### [Work task]
Copy each line of the entries below that contains the string "barred".

[Stored items from a collection]
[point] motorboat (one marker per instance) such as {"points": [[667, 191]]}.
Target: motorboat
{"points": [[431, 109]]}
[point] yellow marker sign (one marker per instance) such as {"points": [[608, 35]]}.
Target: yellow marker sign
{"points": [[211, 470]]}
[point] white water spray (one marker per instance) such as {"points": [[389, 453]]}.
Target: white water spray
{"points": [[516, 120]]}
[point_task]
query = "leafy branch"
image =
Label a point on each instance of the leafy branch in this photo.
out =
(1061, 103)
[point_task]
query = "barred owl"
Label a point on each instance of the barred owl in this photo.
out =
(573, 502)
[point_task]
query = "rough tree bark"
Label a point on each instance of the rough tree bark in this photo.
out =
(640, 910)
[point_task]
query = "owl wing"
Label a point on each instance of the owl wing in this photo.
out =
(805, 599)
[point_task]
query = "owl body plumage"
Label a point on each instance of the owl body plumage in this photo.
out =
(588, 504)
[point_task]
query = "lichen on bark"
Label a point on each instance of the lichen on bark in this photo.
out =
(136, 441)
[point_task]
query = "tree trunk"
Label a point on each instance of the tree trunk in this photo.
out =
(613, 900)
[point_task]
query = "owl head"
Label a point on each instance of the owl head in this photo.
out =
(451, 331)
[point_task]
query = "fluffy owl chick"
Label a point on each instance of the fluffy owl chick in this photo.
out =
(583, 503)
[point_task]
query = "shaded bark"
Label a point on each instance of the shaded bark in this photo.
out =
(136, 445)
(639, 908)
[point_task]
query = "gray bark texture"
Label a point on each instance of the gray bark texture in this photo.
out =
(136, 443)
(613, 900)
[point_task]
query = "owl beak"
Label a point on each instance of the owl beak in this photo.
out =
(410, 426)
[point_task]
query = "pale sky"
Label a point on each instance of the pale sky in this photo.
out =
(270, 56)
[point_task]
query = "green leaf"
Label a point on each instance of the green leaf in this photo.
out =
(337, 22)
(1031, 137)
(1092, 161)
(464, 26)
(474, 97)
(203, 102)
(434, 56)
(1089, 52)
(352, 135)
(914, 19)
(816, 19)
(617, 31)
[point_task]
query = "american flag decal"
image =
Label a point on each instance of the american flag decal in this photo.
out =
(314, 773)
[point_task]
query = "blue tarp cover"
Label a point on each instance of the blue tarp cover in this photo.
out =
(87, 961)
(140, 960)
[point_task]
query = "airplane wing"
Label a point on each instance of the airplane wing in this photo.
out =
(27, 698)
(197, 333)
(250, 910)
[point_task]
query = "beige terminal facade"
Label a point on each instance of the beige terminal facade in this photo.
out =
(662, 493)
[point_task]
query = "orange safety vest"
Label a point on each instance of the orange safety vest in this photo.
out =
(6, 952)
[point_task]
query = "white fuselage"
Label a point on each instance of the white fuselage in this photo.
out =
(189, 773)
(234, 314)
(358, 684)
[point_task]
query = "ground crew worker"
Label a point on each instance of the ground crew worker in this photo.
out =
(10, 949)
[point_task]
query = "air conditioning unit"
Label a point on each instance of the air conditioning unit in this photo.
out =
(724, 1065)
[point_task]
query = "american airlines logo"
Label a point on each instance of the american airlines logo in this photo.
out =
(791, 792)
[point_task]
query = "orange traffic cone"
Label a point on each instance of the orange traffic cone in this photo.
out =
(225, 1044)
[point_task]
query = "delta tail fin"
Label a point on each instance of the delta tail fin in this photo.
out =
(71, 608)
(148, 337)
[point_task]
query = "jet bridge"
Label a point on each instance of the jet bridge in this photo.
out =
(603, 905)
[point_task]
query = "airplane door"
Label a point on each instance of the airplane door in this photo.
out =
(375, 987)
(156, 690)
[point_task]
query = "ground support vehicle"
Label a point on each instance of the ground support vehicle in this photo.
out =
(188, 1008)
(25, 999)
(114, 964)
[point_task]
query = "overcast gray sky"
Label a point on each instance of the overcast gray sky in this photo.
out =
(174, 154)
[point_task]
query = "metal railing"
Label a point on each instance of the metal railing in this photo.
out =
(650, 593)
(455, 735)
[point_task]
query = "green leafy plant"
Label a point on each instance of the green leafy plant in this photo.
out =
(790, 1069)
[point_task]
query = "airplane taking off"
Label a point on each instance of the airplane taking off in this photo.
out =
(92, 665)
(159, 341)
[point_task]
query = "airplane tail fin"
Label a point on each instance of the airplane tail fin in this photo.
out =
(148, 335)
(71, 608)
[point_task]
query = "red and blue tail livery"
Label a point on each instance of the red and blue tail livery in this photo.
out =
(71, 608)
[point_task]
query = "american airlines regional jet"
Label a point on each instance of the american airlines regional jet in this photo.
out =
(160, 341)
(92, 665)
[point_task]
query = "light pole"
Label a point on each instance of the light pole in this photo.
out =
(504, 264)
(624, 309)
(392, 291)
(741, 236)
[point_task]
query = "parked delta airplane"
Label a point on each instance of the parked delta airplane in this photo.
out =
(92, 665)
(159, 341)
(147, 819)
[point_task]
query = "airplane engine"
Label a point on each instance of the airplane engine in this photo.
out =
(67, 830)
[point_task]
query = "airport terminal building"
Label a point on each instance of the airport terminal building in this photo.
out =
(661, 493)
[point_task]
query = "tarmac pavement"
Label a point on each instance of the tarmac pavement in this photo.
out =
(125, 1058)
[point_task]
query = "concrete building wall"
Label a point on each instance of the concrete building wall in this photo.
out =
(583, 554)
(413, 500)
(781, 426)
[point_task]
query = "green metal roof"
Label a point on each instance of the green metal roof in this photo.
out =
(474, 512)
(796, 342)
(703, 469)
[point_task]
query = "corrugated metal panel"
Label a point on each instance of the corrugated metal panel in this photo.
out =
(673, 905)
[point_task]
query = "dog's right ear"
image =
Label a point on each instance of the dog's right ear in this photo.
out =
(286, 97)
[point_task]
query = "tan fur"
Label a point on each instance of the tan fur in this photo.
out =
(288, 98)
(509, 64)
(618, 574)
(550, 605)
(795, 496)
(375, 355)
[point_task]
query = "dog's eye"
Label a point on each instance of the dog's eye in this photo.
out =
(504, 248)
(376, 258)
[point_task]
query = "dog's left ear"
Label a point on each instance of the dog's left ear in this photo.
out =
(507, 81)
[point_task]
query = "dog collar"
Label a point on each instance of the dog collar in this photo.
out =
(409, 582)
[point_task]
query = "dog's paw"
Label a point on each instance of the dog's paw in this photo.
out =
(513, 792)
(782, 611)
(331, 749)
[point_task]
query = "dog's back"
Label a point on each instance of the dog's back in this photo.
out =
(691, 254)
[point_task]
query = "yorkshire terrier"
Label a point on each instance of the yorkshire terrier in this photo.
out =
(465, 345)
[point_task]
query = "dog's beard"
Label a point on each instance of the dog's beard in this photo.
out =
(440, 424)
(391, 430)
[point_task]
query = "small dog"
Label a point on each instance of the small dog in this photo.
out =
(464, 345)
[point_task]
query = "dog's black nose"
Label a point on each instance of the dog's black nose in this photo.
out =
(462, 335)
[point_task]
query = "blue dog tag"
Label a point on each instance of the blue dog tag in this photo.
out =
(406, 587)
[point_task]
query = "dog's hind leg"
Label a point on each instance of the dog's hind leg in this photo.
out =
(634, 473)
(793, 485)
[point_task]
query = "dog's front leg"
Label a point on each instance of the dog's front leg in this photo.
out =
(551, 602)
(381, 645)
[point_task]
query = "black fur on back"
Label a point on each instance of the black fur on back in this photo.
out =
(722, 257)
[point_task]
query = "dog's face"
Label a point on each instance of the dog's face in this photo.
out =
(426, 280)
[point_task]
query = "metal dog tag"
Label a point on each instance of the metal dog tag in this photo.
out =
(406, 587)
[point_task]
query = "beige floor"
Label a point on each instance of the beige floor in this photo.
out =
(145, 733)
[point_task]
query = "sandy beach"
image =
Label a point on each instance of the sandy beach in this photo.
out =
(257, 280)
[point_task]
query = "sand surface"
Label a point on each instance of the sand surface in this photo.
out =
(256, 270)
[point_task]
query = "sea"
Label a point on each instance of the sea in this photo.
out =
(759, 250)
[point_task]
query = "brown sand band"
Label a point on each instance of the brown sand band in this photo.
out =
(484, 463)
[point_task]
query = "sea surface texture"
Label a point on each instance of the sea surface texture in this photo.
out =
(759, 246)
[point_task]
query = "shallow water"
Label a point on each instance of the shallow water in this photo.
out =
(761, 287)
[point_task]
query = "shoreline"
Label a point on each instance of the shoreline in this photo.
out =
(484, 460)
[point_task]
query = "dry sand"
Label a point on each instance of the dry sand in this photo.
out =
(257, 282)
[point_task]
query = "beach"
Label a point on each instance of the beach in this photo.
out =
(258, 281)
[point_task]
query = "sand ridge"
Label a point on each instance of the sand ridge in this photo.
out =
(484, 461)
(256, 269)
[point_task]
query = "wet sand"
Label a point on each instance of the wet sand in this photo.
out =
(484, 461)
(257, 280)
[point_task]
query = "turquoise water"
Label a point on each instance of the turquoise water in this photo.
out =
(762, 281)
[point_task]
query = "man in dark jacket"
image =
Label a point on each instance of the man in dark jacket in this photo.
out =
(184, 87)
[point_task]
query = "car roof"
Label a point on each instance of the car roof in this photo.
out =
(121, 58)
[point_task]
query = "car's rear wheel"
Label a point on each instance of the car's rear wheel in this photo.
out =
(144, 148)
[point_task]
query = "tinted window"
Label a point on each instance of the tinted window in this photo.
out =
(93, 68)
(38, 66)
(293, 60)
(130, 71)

### [Result below]
query = "barred owl"
Label a point on each instance of the barred owl in this photo.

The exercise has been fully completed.